PROBLEMS TO SOLVE →
1. In the blog post about Lent, why does the writer settle on ice cream as the thing she should give up? Explain in one to three sentences.
2. According to the blog post about Lent, what had the daughter's friend's mom given up for Lent?

EXTRACT TO READ →
Thursday, February 7, 2008

Seventeen Year Old Wisdom


My seventeen year old daughter challenges me daily. She challenges me to be a better Christian, to be a better person, Mom and friend. We've been talking for the past few days about Lent and why people give up things, the differences in what people believe and why.

She came home yesterday telling me that her friend's Mom had given up cokes (all soda pop) for lent. I hadn't yet admitted to her that I had been thinking about what would be the one thing that I don't want to give up and should be the one thing I do give up... ICE CREAM. COFFEE and CHOCOLATE run a close second, but if I'm honest, it's ice cream I can't live without.

So...she turns to me and says, "What should I give up for Lent, Mom? It has to be something really hard to give up. Like candy and shopping! That's what I should give up! I can't live without SHOPPING and trying on pretty things and CANDY! What would be the hardest thing for you to give up"...as her big blue eyes looked straight into mine we both said "ICE CREAM!"

LISTED RECORDS →
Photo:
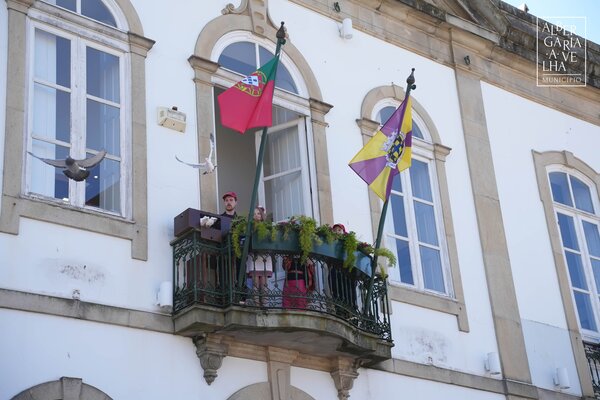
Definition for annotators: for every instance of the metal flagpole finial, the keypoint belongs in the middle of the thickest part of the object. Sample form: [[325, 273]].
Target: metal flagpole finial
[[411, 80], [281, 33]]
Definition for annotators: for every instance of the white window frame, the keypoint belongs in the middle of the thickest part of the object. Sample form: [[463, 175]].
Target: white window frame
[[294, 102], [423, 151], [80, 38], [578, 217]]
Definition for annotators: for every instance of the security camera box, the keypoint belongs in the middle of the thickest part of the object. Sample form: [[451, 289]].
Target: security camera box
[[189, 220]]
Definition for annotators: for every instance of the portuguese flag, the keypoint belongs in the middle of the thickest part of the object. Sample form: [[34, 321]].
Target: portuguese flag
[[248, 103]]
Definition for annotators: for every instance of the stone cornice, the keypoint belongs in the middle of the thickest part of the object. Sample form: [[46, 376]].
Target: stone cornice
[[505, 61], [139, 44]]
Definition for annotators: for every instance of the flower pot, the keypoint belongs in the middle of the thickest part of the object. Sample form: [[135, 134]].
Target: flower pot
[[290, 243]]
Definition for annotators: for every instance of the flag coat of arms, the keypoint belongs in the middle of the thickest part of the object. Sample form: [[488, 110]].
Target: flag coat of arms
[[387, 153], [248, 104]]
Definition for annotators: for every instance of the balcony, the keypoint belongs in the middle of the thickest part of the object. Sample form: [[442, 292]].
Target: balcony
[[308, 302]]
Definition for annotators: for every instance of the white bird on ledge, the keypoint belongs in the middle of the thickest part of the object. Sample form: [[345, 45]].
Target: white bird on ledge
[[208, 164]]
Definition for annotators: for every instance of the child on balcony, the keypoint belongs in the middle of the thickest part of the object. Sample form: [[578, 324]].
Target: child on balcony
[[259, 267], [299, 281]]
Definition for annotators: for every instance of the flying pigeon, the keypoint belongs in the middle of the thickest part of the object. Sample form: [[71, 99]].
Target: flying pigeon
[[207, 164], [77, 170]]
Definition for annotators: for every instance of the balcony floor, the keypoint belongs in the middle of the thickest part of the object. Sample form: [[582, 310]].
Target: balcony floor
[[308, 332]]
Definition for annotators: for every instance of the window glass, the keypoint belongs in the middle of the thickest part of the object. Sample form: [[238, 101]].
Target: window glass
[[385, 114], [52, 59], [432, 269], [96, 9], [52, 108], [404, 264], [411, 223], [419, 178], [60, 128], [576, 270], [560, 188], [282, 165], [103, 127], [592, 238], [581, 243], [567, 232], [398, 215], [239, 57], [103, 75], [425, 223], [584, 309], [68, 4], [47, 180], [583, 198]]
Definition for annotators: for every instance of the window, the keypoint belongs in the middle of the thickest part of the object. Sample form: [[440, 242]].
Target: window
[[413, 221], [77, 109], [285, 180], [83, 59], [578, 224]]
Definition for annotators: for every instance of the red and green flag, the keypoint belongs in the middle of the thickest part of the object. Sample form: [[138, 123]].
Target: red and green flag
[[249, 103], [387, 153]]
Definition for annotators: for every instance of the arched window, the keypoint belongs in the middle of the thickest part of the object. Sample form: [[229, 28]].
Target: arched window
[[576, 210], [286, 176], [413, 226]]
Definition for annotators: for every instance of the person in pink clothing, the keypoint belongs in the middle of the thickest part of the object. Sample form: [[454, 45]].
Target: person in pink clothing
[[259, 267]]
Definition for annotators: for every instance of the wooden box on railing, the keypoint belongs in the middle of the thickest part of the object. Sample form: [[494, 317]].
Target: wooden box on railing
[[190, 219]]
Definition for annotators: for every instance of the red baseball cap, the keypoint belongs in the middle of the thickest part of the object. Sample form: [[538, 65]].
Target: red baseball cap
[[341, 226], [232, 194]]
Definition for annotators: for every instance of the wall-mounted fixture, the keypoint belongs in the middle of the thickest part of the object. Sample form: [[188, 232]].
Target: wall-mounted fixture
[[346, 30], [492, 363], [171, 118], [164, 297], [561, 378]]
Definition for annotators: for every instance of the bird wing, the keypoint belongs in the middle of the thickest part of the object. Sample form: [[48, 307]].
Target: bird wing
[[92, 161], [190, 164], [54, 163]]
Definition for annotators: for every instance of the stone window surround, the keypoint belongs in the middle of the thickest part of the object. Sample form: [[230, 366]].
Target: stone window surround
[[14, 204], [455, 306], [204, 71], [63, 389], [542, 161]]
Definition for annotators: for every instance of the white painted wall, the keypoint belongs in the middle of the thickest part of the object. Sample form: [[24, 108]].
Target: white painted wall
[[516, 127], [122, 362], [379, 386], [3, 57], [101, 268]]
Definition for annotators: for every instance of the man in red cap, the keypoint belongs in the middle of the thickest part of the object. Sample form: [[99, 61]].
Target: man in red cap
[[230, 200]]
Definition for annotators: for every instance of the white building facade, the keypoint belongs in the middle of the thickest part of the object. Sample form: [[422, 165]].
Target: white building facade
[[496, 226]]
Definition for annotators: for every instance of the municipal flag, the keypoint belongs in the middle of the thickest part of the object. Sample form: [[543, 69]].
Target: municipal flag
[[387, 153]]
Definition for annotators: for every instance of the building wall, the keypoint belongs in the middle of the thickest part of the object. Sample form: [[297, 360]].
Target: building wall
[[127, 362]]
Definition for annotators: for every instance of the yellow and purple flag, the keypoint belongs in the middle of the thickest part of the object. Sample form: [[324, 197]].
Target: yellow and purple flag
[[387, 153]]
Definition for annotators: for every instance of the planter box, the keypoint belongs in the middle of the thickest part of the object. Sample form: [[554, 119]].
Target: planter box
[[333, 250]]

--

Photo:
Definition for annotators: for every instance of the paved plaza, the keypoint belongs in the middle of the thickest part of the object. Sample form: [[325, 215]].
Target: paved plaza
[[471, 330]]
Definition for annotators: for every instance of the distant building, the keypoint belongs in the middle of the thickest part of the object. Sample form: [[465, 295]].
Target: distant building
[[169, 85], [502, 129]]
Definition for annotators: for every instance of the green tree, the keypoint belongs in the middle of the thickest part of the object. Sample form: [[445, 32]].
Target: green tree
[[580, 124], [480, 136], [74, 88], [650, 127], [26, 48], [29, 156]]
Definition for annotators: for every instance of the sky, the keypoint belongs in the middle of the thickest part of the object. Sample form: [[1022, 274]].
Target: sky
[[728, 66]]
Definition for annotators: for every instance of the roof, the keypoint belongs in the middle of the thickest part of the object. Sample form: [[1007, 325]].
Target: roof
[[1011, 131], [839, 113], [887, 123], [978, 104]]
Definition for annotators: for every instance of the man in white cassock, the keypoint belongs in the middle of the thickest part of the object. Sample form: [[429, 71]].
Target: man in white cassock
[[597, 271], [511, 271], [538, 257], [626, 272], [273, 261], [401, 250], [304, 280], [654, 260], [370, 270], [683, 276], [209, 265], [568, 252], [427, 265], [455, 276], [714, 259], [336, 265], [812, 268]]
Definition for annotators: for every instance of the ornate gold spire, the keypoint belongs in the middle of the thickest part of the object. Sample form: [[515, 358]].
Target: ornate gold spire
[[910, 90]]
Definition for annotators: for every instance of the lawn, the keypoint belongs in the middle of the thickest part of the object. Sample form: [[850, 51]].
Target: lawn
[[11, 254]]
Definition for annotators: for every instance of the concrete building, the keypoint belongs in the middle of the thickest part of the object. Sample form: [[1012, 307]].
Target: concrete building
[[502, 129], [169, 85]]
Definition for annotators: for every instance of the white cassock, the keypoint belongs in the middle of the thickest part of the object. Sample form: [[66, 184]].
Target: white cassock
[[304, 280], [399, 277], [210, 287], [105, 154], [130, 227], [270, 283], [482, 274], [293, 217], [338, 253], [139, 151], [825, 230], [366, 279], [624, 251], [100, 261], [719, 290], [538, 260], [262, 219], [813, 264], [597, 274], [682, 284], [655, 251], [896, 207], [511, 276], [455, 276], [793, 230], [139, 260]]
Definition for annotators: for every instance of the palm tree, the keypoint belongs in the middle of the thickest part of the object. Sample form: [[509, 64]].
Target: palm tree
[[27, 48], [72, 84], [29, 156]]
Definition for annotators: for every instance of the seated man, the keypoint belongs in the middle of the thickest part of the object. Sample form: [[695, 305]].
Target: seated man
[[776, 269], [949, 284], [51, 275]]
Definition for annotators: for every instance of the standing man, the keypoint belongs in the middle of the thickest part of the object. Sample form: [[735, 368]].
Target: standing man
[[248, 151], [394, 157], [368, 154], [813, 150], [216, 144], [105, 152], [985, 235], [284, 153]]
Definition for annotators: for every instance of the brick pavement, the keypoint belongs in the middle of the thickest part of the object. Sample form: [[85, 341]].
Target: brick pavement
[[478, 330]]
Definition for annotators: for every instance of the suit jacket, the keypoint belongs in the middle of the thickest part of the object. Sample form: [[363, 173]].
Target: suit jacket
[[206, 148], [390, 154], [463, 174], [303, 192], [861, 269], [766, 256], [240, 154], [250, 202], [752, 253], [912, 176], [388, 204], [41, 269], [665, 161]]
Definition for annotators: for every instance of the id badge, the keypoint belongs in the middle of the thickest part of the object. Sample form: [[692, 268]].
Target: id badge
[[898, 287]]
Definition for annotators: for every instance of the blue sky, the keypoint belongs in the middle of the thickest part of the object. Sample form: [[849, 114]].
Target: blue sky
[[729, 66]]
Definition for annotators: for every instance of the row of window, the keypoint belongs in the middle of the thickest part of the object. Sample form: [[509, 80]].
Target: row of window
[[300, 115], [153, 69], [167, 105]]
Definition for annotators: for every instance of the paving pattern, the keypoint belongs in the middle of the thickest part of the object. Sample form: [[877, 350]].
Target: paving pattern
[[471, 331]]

SOLUTIONS TO THE PROBLEMS →
1. She reasons that the one thing she doesn't want to give up should be the one she does give up. Coffee and chocolate come close, but ice cream is the one she says she can't live without.

2. Cokes, meaning all soda pop.